### What the exercise asks
Could you put everything from the line containing "find the water surface" down through the last of the entries below into a numbered list, skipping any blank lines and leaving the pictures out?
^^^^^^^^^^^^^^^^
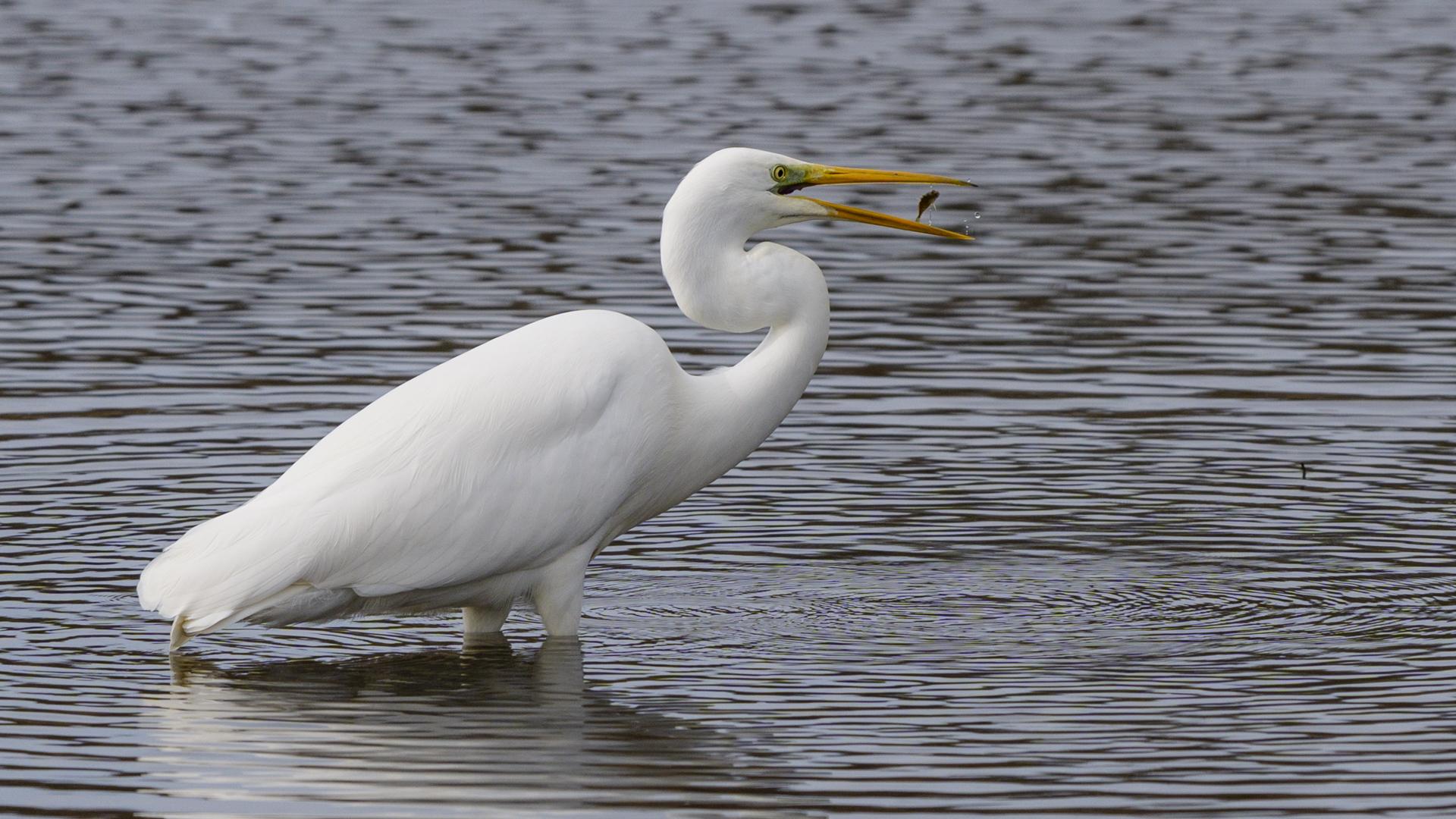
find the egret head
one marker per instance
(747, 191)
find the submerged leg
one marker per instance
(485, 620)
(558, 592)
(180, 634)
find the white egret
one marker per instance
(503, 471)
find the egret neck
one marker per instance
(721, 286)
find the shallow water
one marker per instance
(1139, 506)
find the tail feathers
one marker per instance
(187, 627)
(224, 570)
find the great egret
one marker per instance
(503, 471)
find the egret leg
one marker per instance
(558, 594)
(485, 620)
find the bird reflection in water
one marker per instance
(440, 733)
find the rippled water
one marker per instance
(1139, 506)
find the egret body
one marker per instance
(501, 472)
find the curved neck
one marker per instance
(721, 286)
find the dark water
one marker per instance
(1139, 506)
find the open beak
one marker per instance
(829, 175)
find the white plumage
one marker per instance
(504, 469)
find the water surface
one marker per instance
(1139, 506)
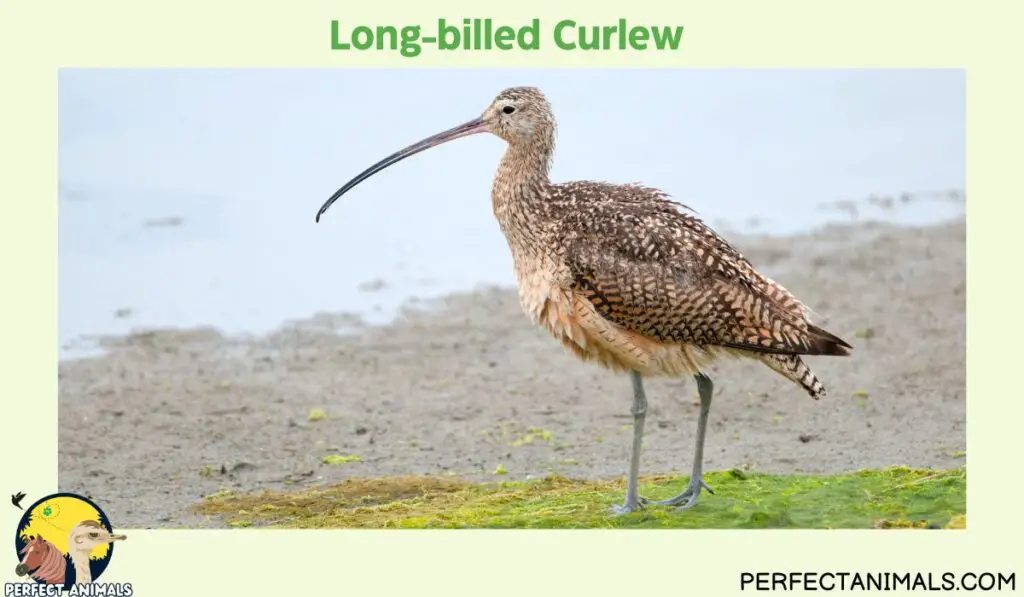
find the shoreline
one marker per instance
(460, 384)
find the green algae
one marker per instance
(892, 498)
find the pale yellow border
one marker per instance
(37, 37)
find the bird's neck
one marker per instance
(520, 187)
(81, 562)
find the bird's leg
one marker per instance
(689, 496)
(639, 411)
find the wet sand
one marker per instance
(464, 384)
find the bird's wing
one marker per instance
(664, 273)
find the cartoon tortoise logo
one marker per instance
(64, 539)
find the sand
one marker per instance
(461, 385)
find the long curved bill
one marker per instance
(477, 125)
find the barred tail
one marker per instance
(793, 368)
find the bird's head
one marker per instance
(89, 534)
(520, 116)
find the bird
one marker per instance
(85, 537)
(630, 280)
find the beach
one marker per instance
(464, 386)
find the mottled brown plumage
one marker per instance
(626, 278)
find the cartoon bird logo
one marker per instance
(64, 539)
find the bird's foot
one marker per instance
(685, 500)
(628, 507)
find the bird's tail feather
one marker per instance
(794, 369)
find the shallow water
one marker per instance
(187, 197)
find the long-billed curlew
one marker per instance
(624, 278)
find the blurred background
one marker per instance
(186, 197)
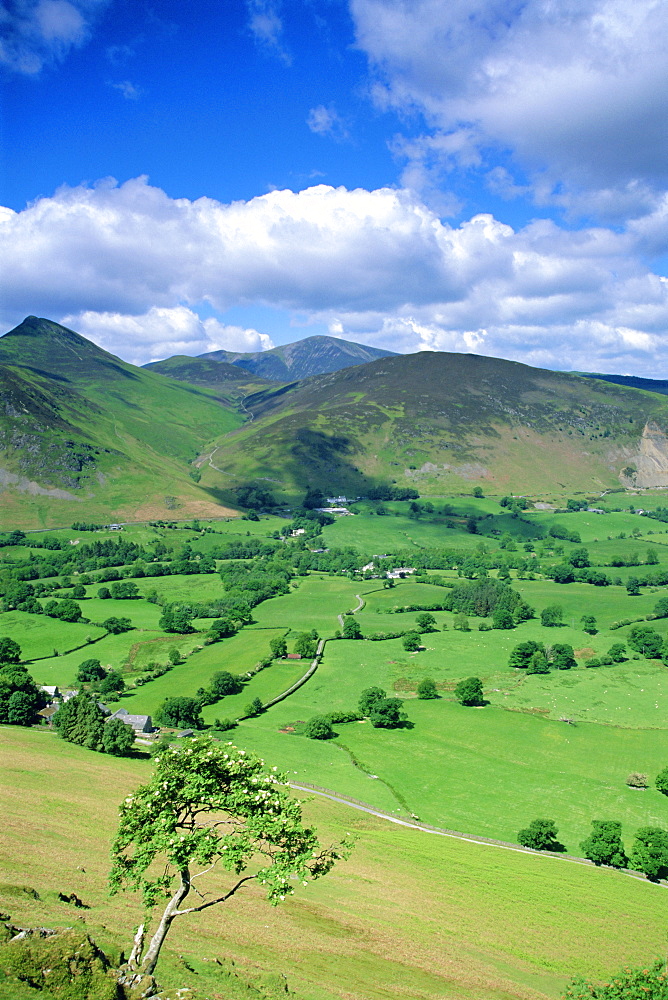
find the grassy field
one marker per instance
^^^^^^^^^^^^^^^^
### Task response
1. find the water surface
2. one marker per instance
3. (1139, 506)
4. find the shoreline
5. one marker per instance
6. (460, 384)
7. find the green algae
8. one marker per instance
9. (892, 498)
10. find the pale yellow border
11. one marker per instance
12. (37, 37)
13. find the bird's neck
14. one marker per instance
15. (520, 187)
16. (81, 562)
17. find the bird's leg
18. one marker per instance
19. (689, 496)
20. (639, 411)
21. find the wet sand
22. one marker per instance
23. (464, 384)
24. find the bird's wing
25. one marker per instance
26. (664, 273)
27. find the cartoon tortoise logo
28. one marker per instance
29. (64, 539)
30. find the sand
31. one marker per instance
32. (461, 385)
33. find the long curved bill
34. one marker per instance
35. (477, 125)
36. find the barred tail
37. one marker per instance
38. (793, 368)
39. find the bird's head
40. one marker per instance
41. (89, 534)
42. (520, 116)
43. find the bird
44. one marker per instance
45. (85, 537)
46. (630, 280)
47. find the beach
48. one marker per instance
49. (464, 386)
50. find the mottled brown plumage
51. one marker per instance
52. (626, 278)
53. find the cartoon bird logo
54. one marker per instance
55. (64, 539)
56. find the bird's foot
57. one marker per instance
58. (685, 500)
59. (628, 507)
60. find the bird's tail feather
61. one marker per instance
62. (794, 369)
63. find the shallow water
64. one marker per instance
65. (187, 197)
66. find the long-billed curlew
67. one marker per instance
68. (624, 278)
69. find the blurred background
70. one marker per instance
71. (186, 197)
72. find the grassy field
73. one marker per instance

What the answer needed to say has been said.